▸ OBJECTIVES:
**A.** Answer these from the passage on ion-imprinted polymers:
(i) What groups does attapulgite have on its surface?
(ii) What results when the attapulgite is dissolved and removed?
(iii) What is left on the ion-imprinted polymer after the template ions are removed?
**B.** Please reproduce word for word the portion of the passage on ion-imprinted polymers from "Introduction" up to and including "et al., 2009).".

▸ PASSAGE PROVIDED:
-=-=-

An ion-imprinted polymer based on palygorskite as a sacrificial support for selective removal of strontium(II)
Graphical Abstract
► Attapulgite is a hydrated octahedral layered magnesium aluminum silicate mineral which have siloxane groups in the bulk and silanol groups on its surface. It is available to be a support in surface-imprinting technique because of its particular intensity, special structure, stable chemical property and abundant raw materials. ► Then a new approach was used to synthesize a novel ion-imprinted polymer (IIP) based on surface ion-imprinting technique with attapulgite as a sacrificial-support material and chitosan incorporated sol–gel process. During this process, attapulgite as a support material was coated with a pre-polymerization ion-imprinting mixture. In a following step, the attapulgite was dissolved and removed, resulting in hollow spherical beads (S-IIP) with greater surface area and pore volume. Subsequently, the adsorption behaviors of S-IIP and non-imprinted polymer (NIP) for Sr2+ (containing adsorption parameters, isotherms, kinetics, thermodynamics, and selective recognition) were investigated, the structural characteristics and imprinting mechanism of S-IIP were discussed in detail. ► A model for selective removal of target radioelements could be set up according to the results.
Introduction
In the latest decades, the ion-imprinting technique was recognized as a convenient and powerful method for synthesizing an artificial receptor-like recognition polymer by co-polymerizing suitable monomers in the presence of desired template ions. After removing the template ions, imprinted cavities providing tailor-made binding sites for these ions are left on the ion-imprinted polymer (IIP) (Zhang et al., 2007). However, most of these traditional IIP exhibit high selective recognition but poor site accessibility to the target ions, as the template ions and functional groups are totally embedded inside the polymer network and the mass transfer is low (Janiak et al., 2009).

-=-=-

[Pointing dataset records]
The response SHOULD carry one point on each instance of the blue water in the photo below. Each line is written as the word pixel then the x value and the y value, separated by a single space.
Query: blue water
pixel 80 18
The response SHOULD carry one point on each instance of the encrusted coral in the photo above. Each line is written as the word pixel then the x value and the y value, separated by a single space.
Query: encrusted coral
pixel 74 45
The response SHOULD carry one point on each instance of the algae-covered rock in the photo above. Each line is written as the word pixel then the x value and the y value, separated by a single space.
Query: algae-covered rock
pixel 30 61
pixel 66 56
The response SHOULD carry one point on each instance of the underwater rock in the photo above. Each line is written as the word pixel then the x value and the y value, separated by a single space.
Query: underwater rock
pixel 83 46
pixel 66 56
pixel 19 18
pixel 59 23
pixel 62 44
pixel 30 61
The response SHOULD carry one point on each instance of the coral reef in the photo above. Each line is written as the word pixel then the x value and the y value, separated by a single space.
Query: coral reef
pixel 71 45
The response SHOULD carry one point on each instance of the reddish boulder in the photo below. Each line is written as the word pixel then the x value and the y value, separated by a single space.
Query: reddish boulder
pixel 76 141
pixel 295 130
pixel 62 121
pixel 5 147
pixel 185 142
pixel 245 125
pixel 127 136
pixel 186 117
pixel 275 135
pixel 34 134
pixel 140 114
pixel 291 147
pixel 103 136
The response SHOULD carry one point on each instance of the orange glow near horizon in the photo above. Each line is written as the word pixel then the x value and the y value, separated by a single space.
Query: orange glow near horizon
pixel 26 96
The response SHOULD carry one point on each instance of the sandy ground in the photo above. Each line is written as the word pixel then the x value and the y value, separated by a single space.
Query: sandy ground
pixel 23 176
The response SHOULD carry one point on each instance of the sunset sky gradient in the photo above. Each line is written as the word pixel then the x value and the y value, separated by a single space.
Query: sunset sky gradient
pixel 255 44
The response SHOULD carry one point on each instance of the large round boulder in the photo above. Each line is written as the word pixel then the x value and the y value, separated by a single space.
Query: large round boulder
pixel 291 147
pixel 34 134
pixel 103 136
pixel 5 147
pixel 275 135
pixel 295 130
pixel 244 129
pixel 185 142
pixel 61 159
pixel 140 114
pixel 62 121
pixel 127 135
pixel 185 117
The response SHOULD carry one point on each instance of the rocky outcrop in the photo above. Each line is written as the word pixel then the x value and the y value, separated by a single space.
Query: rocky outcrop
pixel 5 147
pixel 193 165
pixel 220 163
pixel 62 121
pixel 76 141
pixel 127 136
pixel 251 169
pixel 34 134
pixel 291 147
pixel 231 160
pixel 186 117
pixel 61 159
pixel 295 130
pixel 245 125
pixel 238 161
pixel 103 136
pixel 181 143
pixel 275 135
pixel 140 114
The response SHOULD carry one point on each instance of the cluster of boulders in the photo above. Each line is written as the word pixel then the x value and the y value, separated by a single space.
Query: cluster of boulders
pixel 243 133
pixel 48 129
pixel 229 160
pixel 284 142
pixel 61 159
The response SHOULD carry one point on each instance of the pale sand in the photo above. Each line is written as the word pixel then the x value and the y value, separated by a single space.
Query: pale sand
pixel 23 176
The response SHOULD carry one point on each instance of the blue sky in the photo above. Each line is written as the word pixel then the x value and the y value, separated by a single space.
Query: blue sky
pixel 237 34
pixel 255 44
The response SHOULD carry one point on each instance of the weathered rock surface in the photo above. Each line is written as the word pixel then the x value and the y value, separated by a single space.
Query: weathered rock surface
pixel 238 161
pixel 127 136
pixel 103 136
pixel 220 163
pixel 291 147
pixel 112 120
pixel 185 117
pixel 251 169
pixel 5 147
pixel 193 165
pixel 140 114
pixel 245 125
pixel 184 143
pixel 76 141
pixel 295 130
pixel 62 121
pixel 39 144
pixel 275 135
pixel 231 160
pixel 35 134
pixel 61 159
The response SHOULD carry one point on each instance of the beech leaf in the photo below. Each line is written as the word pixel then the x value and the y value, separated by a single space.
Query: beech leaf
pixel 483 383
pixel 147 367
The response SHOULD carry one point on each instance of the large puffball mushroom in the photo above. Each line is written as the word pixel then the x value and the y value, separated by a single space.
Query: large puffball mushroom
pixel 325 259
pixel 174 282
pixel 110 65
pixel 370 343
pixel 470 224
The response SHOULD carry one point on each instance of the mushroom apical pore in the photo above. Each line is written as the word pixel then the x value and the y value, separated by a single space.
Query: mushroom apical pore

-=-=-

▸ REPLIES:
**A.**
(i) Silanol groups.
(ii) Hollow spherical beads (S-IIP) with greater surface area and pore volume.
(iii) Imprinted cavities providing tailor-made binding sites for those ions.

**B.**
Introduction
In the latest decades, the ion-imprinting technique was recognized as a convenient and powerful method for synthesizing an artificial receptor-like recognition polymer by co-polymerizing suitable monomers in the presence of desired template ions. After removing the template ions, imprinted cavities providing tailor-made binding sites for these ions are left on the ion-imprinted polymer (IIP) (Zhang et al., 2007). However, most of these traditional IIP exhibit high selective recognition but poor site accessibility to the target ions, as the template ions and functional groups are totally embedded inside the polymer network and the mass transfer is low (Janiak et al., 2009).